Only the lines with the string "ceiling" are needed; return each of them from the entries below.

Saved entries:
= = = = = = =
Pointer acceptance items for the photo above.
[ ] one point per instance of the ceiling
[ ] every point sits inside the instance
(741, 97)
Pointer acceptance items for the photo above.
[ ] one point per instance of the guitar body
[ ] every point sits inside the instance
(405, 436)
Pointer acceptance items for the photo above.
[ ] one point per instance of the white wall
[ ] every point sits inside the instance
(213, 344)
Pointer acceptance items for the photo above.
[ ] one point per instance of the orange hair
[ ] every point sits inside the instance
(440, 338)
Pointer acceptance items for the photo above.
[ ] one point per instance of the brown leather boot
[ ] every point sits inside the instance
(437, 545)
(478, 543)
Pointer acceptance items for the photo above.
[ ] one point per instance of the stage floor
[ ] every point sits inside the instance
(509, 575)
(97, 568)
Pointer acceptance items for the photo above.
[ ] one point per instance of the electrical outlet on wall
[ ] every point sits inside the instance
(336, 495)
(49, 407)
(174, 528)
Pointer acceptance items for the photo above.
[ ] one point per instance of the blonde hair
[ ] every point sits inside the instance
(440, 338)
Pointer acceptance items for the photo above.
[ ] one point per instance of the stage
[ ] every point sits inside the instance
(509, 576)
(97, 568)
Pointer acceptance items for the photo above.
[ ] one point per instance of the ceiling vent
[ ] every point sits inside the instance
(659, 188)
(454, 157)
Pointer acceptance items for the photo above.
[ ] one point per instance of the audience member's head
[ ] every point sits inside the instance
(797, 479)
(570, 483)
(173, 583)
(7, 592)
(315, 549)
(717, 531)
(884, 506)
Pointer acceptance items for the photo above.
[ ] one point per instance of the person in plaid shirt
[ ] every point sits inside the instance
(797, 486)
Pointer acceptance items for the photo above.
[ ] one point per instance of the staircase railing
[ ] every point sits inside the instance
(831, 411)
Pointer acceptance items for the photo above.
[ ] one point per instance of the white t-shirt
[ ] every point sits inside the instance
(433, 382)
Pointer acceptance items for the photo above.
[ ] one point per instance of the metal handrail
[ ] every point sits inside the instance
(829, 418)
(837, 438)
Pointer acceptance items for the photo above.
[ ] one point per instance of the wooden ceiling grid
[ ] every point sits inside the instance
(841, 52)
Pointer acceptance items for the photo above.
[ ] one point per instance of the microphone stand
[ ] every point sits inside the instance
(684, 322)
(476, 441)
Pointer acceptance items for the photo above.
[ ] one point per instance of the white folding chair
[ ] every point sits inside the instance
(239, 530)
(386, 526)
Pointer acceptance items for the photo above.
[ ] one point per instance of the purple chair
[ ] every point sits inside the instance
= = = = = = =
Answer to the exercise:
[ ] one point per instance of the ceiling
[ ] one point per instance of the ceiling vent
[ ] one point per instance of the wooden ceiling grid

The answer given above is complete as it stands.